** What this task involves **
Lines from the one containing "[mark] right hand" through the end of the entries below: set them down exactly, both ends included, with nothing added.

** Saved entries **
+ + + + +

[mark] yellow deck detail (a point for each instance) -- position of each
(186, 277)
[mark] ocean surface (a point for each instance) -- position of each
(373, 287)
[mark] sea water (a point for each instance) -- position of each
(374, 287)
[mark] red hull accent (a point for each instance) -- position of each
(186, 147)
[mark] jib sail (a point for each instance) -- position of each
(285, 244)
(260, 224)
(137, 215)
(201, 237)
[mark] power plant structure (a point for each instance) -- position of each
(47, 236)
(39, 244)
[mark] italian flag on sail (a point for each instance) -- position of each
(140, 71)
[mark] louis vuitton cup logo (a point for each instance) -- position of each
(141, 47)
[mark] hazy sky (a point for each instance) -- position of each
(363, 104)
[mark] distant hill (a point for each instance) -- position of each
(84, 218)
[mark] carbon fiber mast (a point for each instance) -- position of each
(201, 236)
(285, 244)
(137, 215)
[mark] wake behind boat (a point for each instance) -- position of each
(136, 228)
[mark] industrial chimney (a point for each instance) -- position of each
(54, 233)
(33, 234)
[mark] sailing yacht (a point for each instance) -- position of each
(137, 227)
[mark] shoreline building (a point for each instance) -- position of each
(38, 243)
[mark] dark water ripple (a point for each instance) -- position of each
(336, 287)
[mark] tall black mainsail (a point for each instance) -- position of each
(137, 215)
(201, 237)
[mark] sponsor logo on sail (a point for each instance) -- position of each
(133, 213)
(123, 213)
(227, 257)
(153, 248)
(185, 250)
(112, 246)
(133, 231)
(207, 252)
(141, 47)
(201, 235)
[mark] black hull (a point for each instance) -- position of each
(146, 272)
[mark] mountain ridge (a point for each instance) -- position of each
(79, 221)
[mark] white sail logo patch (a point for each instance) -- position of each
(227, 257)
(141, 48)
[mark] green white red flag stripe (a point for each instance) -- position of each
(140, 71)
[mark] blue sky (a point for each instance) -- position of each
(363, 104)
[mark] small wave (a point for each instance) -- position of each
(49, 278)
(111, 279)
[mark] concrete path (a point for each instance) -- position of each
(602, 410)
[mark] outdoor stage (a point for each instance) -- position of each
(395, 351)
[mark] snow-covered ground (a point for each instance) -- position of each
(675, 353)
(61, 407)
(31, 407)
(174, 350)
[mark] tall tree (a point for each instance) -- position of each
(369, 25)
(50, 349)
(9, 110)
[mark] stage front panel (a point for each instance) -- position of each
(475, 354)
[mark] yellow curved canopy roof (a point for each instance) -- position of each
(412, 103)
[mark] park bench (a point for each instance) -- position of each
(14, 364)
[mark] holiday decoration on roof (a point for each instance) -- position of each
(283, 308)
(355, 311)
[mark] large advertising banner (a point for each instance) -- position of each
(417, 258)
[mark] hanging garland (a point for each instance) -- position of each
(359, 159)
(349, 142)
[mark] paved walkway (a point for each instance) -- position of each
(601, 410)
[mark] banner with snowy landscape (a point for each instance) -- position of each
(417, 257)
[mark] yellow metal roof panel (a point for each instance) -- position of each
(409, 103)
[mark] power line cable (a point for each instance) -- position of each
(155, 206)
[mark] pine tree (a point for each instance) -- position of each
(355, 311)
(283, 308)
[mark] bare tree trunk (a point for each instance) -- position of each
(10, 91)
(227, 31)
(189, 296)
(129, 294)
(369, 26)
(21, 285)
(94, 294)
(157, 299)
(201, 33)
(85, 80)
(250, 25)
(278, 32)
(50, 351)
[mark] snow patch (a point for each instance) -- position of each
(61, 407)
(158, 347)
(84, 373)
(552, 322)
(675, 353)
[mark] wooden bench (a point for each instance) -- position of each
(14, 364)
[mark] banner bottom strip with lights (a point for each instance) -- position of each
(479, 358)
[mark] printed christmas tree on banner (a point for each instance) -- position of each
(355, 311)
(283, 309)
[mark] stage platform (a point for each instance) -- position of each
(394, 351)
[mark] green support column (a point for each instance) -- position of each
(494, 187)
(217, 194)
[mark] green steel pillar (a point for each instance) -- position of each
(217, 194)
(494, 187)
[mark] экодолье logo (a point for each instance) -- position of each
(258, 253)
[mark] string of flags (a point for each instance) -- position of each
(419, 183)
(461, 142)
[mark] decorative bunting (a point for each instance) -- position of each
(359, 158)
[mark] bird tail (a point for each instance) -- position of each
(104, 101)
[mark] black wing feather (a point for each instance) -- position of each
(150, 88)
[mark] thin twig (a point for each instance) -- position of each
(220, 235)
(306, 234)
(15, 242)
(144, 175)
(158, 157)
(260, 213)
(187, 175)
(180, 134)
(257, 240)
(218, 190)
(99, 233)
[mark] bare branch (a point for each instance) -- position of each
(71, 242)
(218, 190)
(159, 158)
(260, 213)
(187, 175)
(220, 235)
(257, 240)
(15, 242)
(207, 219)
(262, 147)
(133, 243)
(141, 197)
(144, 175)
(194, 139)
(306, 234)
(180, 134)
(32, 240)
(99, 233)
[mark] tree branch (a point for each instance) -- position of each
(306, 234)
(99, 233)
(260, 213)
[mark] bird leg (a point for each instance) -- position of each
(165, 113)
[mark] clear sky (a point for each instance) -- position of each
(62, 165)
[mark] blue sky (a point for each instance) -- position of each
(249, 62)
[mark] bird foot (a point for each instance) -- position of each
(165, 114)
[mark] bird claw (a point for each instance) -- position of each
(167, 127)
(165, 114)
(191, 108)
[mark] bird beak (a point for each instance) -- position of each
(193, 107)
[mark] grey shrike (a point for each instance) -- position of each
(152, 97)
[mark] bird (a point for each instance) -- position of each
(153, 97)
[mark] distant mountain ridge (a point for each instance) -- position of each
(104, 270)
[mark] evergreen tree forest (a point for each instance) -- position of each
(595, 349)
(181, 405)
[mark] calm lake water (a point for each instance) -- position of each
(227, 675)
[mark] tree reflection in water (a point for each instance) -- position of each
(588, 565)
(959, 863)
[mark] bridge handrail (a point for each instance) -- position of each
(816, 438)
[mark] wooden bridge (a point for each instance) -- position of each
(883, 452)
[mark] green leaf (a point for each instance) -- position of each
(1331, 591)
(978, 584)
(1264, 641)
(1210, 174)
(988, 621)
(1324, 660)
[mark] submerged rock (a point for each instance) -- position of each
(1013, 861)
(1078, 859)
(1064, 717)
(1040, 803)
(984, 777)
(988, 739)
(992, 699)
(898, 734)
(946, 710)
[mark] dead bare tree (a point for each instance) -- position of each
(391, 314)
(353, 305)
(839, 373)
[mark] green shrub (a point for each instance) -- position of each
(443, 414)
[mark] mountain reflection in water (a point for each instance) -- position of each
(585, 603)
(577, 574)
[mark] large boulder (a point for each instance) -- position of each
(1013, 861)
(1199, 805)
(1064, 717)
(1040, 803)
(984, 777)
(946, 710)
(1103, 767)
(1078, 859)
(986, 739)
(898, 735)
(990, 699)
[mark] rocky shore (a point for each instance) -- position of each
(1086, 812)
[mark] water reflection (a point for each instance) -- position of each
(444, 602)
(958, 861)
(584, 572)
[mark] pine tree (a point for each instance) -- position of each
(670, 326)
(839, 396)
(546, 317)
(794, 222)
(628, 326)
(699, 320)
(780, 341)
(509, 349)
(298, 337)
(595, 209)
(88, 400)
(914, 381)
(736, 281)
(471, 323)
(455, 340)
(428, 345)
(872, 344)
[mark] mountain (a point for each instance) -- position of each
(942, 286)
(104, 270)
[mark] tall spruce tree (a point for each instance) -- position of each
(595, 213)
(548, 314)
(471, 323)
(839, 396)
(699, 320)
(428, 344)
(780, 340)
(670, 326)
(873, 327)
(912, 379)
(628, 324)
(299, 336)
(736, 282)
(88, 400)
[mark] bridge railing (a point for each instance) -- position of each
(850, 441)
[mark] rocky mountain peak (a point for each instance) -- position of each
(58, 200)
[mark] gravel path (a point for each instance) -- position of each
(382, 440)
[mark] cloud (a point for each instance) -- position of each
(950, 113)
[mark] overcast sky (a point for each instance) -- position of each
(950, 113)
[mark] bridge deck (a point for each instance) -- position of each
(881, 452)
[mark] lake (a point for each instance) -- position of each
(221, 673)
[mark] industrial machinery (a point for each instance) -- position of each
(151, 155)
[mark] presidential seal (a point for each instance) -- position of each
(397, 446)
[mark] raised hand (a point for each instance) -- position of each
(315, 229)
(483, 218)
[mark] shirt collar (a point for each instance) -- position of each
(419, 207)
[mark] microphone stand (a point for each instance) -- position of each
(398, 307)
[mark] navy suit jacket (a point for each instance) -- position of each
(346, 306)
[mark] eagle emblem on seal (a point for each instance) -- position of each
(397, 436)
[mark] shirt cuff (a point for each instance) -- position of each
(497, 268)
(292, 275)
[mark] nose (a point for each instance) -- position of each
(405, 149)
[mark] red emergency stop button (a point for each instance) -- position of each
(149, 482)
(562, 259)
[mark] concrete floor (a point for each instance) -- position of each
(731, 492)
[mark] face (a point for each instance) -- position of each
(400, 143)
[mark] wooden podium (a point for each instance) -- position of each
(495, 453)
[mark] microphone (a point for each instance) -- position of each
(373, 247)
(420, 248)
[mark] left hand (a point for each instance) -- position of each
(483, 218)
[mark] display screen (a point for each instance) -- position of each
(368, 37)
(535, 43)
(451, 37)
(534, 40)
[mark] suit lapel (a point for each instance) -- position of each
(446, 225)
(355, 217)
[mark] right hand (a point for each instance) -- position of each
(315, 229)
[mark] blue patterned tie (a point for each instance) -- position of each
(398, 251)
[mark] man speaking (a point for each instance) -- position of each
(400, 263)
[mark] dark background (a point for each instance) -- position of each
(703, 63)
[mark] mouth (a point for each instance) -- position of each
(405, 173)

+ + + + +

** Response to the task **
[mark] right hand (a point for each instance) -- position of each
(315, 229)
[mark] blue patterned tie (a point for each instance) -- position of each
(398, 251)
[mark] man speaking (a point for each instance) -- position of each
(400, 263)
[mark] dark background (a point for each instance) -- position of each
(703, 63)
[mark] mouth (a point for each instance) -- position of each
(405, 173)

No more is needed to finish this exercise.